* DATA IN THIS EXERCISE
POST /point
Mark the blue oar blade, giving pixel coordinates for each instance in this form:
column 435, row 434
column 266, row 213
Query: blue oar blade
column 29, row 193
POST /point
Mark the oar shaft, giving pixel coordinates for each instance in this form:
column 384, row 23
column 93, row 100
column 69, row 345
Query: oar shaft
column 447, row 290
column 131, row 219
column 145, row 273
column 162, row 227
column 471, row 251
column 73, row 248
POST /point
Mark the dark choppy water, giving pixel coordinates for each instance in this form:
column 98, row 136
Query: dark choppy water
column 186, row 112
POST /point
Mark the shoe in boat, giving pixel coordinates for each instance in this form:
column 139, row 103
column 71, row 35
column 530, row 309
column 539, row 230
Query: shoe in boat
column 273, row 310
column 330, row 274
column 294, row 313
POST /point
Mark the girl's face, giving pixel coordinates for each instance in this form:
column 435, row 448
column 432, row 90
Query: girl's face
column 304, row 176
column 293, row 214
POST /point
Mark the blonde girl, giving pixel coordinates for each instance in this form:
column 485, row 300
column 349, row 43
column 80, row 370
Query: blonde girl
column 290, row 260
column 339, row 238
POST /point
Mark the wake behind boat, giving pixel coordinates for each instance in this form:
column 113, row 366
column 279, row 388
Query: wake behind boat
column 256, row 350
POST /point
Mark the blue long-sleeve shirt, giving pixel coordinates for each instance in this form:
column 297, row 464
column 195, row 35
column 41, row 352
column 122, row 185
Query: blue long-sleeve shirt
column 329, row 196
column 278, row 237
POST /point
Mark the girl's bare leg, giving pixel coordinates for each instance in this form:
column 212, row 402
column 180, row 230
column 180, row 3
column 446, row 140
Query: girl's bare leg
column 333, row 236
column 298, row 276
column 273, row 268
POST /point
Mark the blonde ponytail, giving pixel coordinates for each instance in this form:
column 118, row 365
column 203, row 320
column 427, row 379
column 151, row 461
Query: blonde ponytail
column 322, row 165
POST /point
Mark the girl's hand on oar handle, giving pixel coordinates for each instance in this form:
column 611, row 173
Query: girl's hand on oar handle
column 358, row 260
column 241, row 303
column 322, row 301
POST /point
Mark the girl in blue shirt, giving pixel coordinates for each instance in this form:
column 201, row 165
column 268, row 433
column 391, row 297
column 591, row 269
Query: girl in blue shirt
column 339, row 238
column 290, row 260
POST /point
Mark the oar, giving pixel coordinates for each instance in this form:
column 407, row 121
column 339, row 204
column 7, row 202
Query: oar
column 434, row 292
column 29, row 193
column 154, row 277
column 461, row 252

* PROMPT
Every line above is to be duplicated exactly as shown.

* SOLUTION BELOW
POST /point
Mark the blue oar blade, giving pixel coordinates for each instance in this form:
column 435, row 434
column 266, row 213
Query: blue oar blade
column 29, row 193
POST /point
Mark the oar shaft, giving pixel coordinates for each instance in this form:
column 384, row 23
column 93, row 100
column 69, row 345
Query: oar shaft
column 447, row 290
column 131, row 219
column 145, row 273
column 162, row 227
column 471, row 251
column 73, row 248
POST /point
Mark the dark choppy water, giving pixel coordinates for each instance in this form:
column 98, row 136
Query: dark choppy water
column 186, row 112
POST /point
Mark the shoe in boat, giving pixel coordinates for each instance in this form:
column 139, row 103
column 71, row 35
column 530, row 309
column 539, row 230
Query: shoe in boat
column 273, row 310
column 330, row 274
column 294, row 313
POST /point
Mark the girl's face, giving pixel coordinates for each instance in this form:
column 435, row 448
column 432, row 90
Query: girl's face
column 304, row 176
column 293, row 214
POST /point
Mark the blonde girl, giving pixel coordinates for each instance in this form:
column 485, row 300
column 349, row 43
column 80, row 370
Query: blonde girl
column 290, row 260
column 339, row 238
POST /point
Mark the wake behind boat, giving pixel coordinates for each instance in this form:
column 113, row 366
column 279, row 388
Query: wake behind boat
column 256, row 350
POST /point
Mark the blue long-sleeve shirt, giving pixel coordinates for each instance in this form:
column 297, row 464
column 195, row 35
column 41, row 352
column 122, row 185
Query: blue long-sleeve shirt
column 329, row 196
column 278, row 237
POST /point
Mark the girl's bare leg, giving pixel coordinates for each instance in this form:
column 212, row 402
column 180, row 230
column 180, row 3
column 446, row 140
Query: girl's bare leg
column 333, row 236
column 298, row 276
column 273, row 268
POST /point
Mark the blonde ponytail, giving pixel coordinates for each instance in this form:
column 118, row 365
column 203, row 320
column 427, row 379
column 151, row 461
Query: blonde ponytail
column 322, row 165
POST /point
Mark the girl's hand on oar handle, giving pixel coordinates for each instance in this form:
column 611, row 173
Query: girl's hand on oar handle
column 358, row 260
column 241, row 303
column 322, row 301
POST /point
Mark the girl in blue shirt, giving pixel coordinates for each instance in this form:
column 201, row 165
column 268, row 433
column 391, row 297
column 591, row 269
Query: girl in blue shirt
column 339, row 238
column 290, row 260
POST /point
Mark the oar, giving pixel coordinates for each instance in this form:
column 407, row 121
column 339, row 204
column 7, row 202
Query: oar
column 434, row 292
column 29, row 193
column 154, row 277
column 461, row 252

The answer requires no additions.